The UI monitor 212 requests the voice parameter manager 223 to change values of voice parameters in response to a change instruction to change voice parameters, the instruction being input via the input device 103. Responsive to the request, the voice parameter manager 223 appropriately changes the values of the voice parameters. Moreover, the UI monitor 212 requests the image parameter manager 233 to change the values of the image parameters responsive to the change instruction to change the voice parameters, the instruction being input by the user via the input device 103. Responsive to the request, the image parameter manager 233 appropriately changes values of the image parameters. In other words, the voice parameters and also the image parameters are able to be changed based on a single input operation carried out by the user via the input device 103. The UI unit 210 stores data on correspondences between the voice parameters and the image parameters; and based on the thus stored data on correspondences, the UI monitor 212 determines which image parameter to change in response to the instruction input by the user to change the voice parameter
The playback processor 270 plays the synthetic voice and the synthetic image that have been synchronized with each other. The playback processor 270 includes a voice playback module 271 and an image playback module 272, and the functions of these units are realized by the CPU 100 operating in coordination with the display 104 or the sound output device 105. The voice playback module 271 plays the voice that has been synthesized by the voice synthesis engine 230. In the present example, the voice playback module 271 also plays an accompaniment along with the synthetic voice. Such accompaniment may be karaoke music where preexisting vocals have been removed from a song. In such a case, data for the vocal accompaniment is stored in the data storage 102 in advance. The voice playback module 271 plays back the synthetic voice and the accompaniment after synchronizing them with each other. The image playback module 272 plays the synthetic image. The voice playback module 271 and the image playback module 272 share, for example, a pointer that indicates a playback position and a clock signal that indicates a processing timing. By utilizing these elements, the voice playback module 271 and the image playback module 272 synchronize playback of a voice (synthetic voice and accompaniment) and playback of a synthetic image. For example, the playback processor 270 plays the synthetic image and the synthetic voice such that the synthetic image and the rhythm of the singing voice (and also the accompaniment) coincide, the synthetic image representing how the character moves its mouth while singing and how it moves its body while dancing.

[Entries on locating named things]
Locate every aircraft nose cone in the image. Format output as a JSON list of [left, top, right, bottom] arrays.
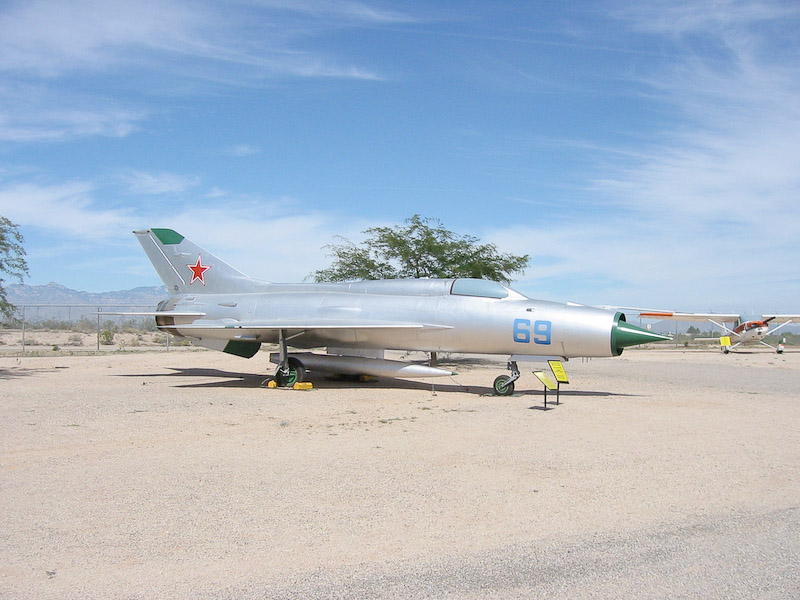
[[611, 314, 672, 356]]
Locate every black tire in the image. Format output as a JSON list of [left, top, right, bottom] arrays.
[[492, 375, 514, 396], [275, 358, 306, 387]]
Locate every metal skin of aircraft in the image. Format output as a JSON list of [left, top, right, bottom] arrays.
[[134, 229, 670, 395], [639, 310, 800, 354]]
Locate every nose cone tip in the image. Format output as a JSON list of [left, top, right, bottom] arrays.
[[611, 320, 672, 355]]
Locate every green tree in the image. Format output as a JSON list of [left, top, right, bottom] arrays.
[[313, 215, 530, 283], [0, 216, 28, 319]]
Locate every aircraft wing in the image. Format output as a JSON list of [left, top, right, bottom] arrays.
[[168, 319, 452, 332], [638, 309, 739, 323], [763, 315, 800, 323]]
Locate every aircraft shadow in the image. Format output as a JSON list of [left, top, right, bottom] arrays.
[[0, 367, 65, 379], [119, 367, 635, 398]]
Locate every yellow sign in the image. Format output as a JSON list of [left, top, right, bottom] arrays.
[[533, 371, 558, 390], [547, 360, 569, 383]]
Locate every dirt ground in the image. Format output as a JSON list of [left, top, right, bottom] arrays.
[[0, 350, 800, 599]]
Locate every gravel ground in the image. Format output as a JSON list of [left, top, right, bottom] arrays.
[[0, 350, 800, 599]]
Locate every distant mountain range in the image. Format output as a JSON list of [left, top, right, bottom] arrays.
[[6, 283, 169, 308]]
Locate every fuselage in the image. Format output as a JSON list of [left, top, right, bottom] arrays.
[[733, 320, 769, 344]]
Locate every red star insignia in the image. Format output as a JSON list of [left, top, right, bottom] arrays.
[[186, 254, 211, 285]]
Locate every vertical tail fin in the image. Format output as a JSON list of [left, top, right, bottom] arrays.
[[133, 229, 256, 294]]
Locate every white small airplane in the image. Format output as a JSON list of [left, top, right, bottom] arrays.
[[639, 310, 800, 354]]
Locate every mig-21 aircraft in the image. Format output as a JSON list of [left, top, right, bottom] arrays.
[[134, 229, 670, 395]]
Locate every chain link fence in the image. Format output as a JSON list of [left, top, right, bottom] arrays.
[[0, 304, 177, 353]]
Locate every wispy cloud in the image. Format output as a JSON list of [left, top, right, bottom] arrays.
[[224, 144, 261, 156], [119, 171, 200, 195], [0, 181, 129, 240], [0, 0, 398, 79]]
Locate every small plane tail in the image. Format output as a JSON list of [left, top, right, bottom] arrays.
[[133, 228, 257, 294]]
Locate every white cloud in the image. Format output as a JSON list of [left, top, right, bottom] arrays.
[[0, 181, 129, 240], [225, 144, 261, 156], [119, 171, 200, 195]]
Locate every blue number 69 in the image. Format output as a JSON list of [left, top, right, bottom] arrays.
[[533, 321, 552, 345]]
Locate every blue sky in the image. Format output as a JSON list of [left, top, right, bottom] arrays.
[[0, 0, 800, 312]]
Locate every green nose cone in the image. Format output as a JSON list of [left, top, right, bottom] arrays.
[[611, 313, 672, 356]]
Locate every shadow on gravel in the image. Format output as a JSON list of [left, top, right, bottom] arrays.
[[119, 367, 635, 400], [0, 367, 67, 379]]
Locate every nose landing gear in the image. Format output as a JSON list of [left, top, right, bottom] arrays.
[[492, 360, 520, 396]]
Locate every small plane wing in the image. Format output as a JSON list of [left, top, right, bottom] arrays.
[[637, 309, 739, 323], [100, 310, 206, 317], [762, 315, 800, 323]]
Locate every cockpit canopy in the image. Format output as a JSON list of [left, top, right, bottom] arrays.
[[450, 278, 523, 299]]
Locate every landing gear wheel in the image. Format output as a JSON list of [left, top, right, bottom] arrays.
[[492, 375, 514, 396], [275, 358, 306, 387]]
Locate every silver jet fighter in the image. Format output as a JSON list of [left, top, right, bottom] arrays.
[[134, 229, 669, 395]]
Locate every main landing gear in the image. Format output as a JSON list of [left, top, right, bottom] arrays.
[[275, 329, 306, 387], [492, 360, 520, 396]]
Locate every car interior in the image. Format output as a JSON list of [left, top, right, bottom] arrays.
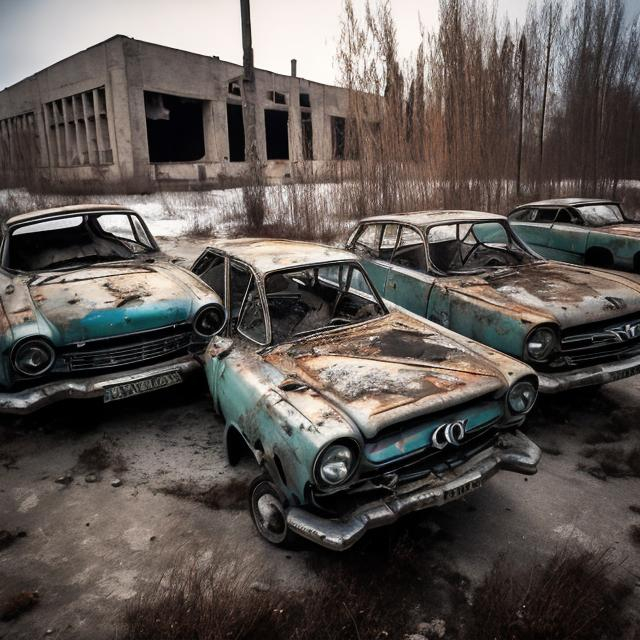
[[4, 214, 152, 272]]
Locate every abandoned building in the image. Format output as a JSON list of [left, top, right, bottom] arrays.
[[0, 35, 349, 187]]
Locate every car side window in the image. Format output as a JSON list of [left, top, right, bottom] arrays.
[[353, 224, 380, 256], [238, 276, 267, 344], [391, 226, 427, 273], [198, 253, 225, 299]]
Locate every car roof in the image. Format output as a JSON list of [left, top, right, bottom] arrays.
[[204, 238, 359, 274], [360, 209, 505, 227], [5, 203, 135, 227], [514, 198, 619, 211]]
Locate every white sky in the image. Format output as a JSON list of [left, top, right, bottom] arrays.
[[0, 0, 640, 89]]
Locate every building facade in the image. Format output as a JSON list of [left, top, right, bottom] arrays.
[[0, 35, 349, 188]]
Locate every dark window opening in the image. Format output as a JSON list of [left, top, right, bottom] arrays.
[[267, 91, 287, 104], [264, 109, 289, 160], [227, 103, 244, 162], [144, 91, 205, 162], [331, 116, 346, 160], [300, 111, 313, 160]]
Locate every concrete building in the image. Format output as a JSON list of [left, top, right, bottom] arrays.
[[0, 35, 349, 188]]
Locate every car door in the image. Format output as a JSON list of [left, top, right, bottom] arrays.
[[383, 225, 434, 316]]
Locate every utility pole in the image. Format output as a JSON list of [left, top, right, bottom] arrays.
[[240, 0, 258, 165], [516, 33, 527, 195]]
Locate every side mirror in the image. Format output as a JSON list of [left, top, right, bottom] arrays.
[[207, 336, 233, 360]]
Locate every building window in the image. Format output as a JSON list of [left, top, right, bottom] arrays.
[[144, 91, 205, 162], [227, 102, 244, 162], [264, 109, 289, 160], [300, 111, 313, 160], [42, 87, 113, 167]]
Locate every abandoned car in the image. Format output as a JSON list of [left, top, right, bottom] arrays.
[[347, 211, 640, 393], [0, 205, 225, 413], [509, 198, 640, 273], [193, 239, 540, 550]]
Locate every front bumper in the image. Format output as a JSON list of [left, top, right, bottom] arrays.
[[538, 355, 640, 393], [0, 355, 201, 414], [287, 431, 540, 551]]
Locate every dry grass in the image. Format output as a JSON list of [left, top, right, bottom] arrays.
[[468, 549, 631, 640]]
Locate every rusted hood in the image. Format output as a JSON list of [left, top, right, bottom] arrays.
[[29, 263, 193, 343], [594, 224, 640, 240], [263, 313, 506, 438], [455, 262, 640, 328]]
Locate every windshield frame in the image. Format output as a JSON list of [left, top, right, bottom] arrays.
[[0, 209, 160, 274], [236, 258, 389, 349], [572, 202, 632, 229], [422, 217, 545, 277]]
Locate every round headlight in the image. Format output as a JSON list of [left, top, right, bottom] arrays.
[[11, 338, 56, 377], [507, 380, 538, 413], [317, 444, 354, 486], [527, 327, 556, 362], [193, 304, 226, 338]]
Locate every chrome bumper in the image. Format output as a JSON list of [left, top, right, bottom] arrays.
[[538, 355, 640, 393], [0, 355, 201, 414], [287, 431, 540, 551]]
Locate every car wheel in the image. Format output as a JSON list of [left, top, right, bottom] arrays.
[[249, 475, 298, 547]]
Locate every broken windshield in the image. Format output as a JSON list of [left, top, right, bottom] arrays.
[[427, 222, 538, 274], [258, 263, 386, 344], [3, 212, 156, 272]]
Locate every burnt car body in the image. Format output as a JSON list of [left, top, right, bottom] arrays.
[[193, 239, 540, 550], [347, 211, 640, 393], [509, 198, 640, 273], [0, 205, 224, 413]]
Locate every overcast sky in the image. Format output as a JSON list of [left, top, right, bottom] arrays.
[[0, 0, 640, 89]]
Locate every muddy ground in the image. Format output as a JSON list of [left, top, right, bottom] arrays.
[[0, 238, 640, 640]]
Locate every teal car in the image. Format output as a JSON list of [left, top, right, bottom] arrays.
[[509, 198, 640, 273], [0, 205, 225, 413], [192, 239, 540, 550], [347, 211, 640, 393]]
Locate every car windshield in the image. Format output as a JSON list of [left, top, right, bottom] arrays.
[[427, 222, 538, 274], [3, 212, 155, 272], [265, 263, 386, 344], [579, 204, 624, 227]]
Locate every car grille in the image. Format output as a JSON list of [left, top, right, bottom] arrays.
[[560, 317, 640, 366], [63, 325, 191, 371]]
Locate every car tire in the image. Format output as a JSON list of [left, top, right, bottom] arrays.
[[248, 474, 300, 549]]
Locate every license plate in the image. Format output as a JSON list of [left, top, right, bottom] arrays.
[[104, 371, 182, 402], [444, 480, 482, 502]]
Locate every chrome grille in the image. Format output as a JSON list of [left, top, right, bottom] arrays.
[[65, 333, 191, 371]]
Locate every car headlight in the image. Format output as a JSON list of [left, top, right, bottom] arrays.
[[315, 444, 357, 487], [507, 380, 538, 413], [527, 327, 556, 362], [193, 304, 227, 338], [11, 338, 56, 377]]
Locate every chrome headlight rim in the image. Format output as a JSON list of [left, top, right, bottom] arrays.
[[10, 336, 56, 378], [507, 378, 538, 415], [192, 302, 227, 340], [524, 325, 558, 363], [313, 438, 360, 489]]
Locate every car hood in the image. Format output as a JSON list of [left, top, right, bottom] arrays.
[[456, 261, 640, 328], [593, 224, 640, 240], [263, 312, 508, 438], [29, 263, 194, 344]]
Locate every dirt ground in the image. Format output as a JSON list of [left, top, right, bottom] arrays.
[[0, 236, 640, 640]]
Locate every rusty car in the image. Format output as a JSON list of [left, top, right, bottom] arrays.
[[0, 205, 225, 413], [192, 239, 540, 550], [509, 198, 640, 273], [347, 211, 640, 393]]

* Goal of the exercise *
In the passage on synthetic voice and image playback, rewrite the paragraph that begins "The playback processor 270 plays" as a short bulleted list that keeps its main facts.

* Answer in full *
- Playback processor 270 plays the synthetic voice and the synthetic image in sync with each other.
- It contains voice playback module 271 and image playback module 272. Their functions come from CPU 100 working with display 104 or sound output device 105.
- Voice playback module 271 plays the voice made by voice synthesis engine 230. It also plays an accompaniment, such as karaoke music with the original vocals removed, which is stored ahead of time in data storage 102. It syncs the voice and the accompaniment.
- Image playback module 272 plays the synthetic image.
- The two modules share a pointer that marks the playback position and a clock signal that sets processing timing, which keeps voice and image playback in sync.
- As a result, the image of the character moving its mouth while singing and its body while dancing matches the rhythm of the singing voice and the accompaniment.